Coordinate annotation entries
-------

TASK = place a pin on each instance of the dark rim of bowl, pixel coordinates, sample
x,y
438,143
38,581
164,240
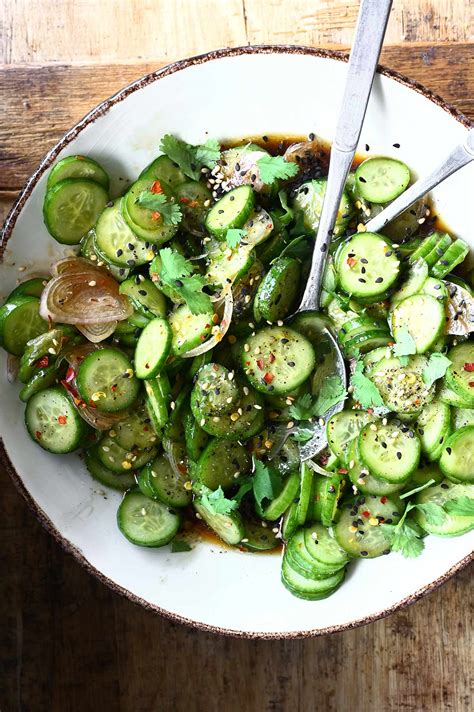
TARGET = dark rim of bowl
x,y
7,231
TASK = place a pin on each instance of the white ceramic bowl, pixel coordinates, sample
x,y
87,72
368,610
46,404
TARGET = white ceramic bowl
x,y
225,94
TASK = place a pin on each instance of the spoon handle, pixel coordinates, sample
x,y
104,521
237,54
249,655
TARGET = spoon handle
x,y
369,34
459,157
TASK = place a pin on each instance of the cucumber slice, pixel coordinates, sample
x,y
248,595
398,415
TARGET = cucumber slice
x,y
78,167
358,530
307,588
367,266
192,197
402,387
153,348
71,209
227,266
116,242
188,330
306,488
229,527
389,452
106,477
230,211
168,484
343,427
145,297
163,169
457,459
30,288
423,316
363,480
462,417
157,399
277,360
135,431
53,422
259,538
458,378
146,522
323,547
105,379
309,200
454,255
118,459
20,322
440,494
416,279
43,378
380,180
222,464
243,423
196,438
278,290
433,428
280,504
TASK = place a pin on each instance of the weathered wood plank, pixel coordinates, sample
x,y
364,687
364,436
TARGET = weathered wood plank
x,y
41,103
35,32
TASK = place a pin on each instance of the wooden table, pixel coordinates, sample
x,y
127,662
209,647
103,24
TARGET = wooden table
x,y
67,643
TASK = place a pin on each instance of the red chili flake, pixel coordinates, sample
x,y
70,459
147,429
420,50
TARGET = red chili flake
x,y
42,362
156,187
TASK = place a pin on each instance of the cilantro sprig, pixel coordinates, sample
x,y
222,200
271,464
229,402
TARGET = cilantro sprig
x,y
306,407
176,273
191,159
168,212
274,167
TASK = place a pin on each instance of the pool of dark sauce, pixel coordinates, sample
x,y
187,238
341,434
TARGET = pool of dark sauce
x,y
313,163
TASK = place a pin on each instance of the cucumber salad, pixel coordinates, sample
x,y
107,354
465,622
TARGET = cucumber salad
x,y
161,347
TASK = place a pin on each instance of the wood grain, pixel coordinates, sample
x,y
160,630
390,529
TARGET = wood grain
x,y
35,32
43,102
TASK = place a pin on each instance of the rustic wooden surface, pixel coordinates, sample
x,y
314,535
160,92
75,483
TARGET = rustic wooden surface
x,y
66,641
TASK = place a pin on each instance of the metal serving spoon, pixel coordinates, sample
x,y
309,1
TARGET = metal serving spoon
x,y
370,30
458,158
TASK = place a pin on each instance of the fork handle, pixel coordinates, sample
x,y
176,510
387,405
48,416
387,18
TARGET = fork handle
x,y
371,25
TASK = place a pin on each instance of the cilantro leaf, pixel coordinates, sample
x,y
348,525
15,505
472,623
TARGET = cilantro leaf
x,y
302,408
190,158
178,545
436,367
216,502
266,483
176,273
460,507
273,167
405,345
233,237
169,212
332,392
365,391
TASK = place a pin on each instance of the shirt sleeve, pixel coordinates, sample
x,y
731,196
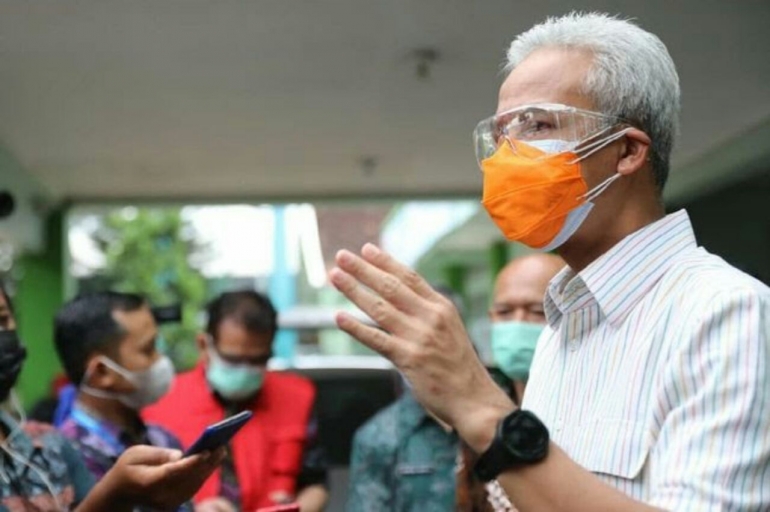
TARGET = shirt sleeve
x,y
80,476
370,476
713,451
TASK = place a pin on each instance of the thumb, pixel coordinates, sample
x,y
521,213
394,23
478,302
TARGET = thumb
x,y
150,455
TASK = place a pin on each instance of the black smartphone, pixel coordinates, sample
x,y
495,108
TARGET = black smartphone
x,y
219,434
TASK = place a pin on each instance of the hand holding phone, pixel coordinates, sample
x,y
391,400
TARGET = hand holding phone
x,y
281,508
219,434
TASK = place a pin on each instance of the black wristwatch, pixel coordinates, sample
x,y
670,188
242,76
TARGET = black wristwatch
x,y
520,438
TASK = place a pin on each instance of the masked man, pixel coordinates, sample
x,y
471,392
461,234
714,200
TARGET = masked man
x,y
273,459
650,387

-------

▸ **TASK**
Omit pictures; set down the rest of the material word for word.

▸ **RESULT OF THIS TASK**
TASK = place a pin on each instance of the dark rim of bowl, pixel coordinates, sample
x,y
438,143
38,581
164,240
TARGET = dark rim of bowl
x,y
7,231
TASK = place a pin on each instance of the white ceramic bowl, pixel coordinates, sample
x,y
87,72
368,610
46,404
TARGET = white ceramic bowl
x,y
225,94
TASK = place a pin on each instance of the spoon handle, pixel coordinates, sample
x,y
104,521
237,54
249,655
TARGET = spoon handle
x,y
369,34
459,157
TASK = place a pin on each instance of the cucumber slice, pixel coordinates, sample
x,y
248,595
398,415
TARGET = cucumber slice
x,y
78,167
358,530
307,588
367,266
192,197
402,387
153,348
71,209
227,266
116,242
188,330
306,488
229,527
389,452
106,477
230,211
168,484
343,427
145,297
163,169
457,459
30,288
423,316
363,480
462,417
157,399
277,360
135,431
53,422
259,538
458,378
146,522
323,547
105,379
309,200
454,255
118,459
20,322
440,494
416,279
43,378
380,180
222,464
243,423
196,438
278,290
433,428
280,504
TASK = place a pin on each instance of the weathered wood plank, pixel coordinates, sample
x,y
364,687
364,436
TARGET = weathered wood plank
x,y
41,103
35,32
TASK = place a pin on each instance of the wooden table, pixel coordinates, sample
x,y
127,662
209,647
103,24
TARGET = wooden table
x,y
67,643
TASK = place a pin on each instance of the red chili flake, pixel coordinates, sample
x,y
70,459
147,429
420,50
TARGET = red chili flake
x,y
42,362
156,187
TASK = place a pin on each instance of the cilantro sprig, pixel coordinates, sample
x,y
222,200
271,464
229,402
TARGET = cilantro sprig
x,y
306,407
176,273
191,159
168,212
274,167
TASK = place a pin on each instance of the pool of dark sauce, pixel coordinates, sample
x,y
187,238
341,434
TARGET = pool of dark sauce
x,y
313,163
TASK = place a pin on each instance of the cucumber salad, pixel coordinates, sample
x,y
107,354
465,622
TARGET = cucumber salad
x,y
161,347
TASK = place a pin on each instance of the wood grain, pixel coordinates, sample
x,y
160,630
390,529
TARGET = wood grain
x,y
35,32
43,102
TASK = place a pin on each instance of the rustic wooden surface, pixel coordinates, sample
x,y
314,535
160,92
75,483
TARGET = rustic wooden surface
x,y
66,641
TASK = place a pin on each instance of the metal serving spoon, pixel coordinates, sample
x,y
309,1
TARGET = metal serving spoon
x,y
370,30
458,158
TASK = place a pin on each instance of the fork handle, pixel coordinates, sample
x,y
176,510
387,405
48,416
387,18
TARGET = fork handle
x,y
371,25
TASK = place a pin on each instance of the cilantro leaf, pixel coordinates, sample
x,y
348,525
15,505
472,623
TARGET = cilantro leaf
x,y
302,408
190,158
178,545
436,367
216,502
266,483
176,273
460,507
273,167
405,345
233,237
169,212
332,392
365,391
TASK = place a pin on each instance of the shirt sleeve, pixel coordinates, sample
x,y
731,196
TARGET = shirt sleeve
x,y
80,476
370,476
713,451
TASK = place a pin on each instance of the thumb, pixel coordinates, sample
x,y
521,213
394,23
478,302
TARGET = thumb
x,y
150,455
TASK = place a pin on each instance of the black smartphone, pixel coordinates, sample
x,y
495,108
TARGET = black smartphone
x,y
219,434
TASK = place a pin on each instance of the hand holding phone, pixel coordinates, sample
x,y
391,400
TARGET = hand holding phone
x,y
281,508
219,434
TASK = place a pin on each instance of the black wristwatch, pixel coordinates, sample
x,y
670,188
242,76
TARGET = black wristwatch
x,y
520,438
TASK = place a pin on each instance of the masked man, pixel coordinates, sample
x,y
471,392
461,234
714,200
TARGET = masked man
x,y
273,459
650,387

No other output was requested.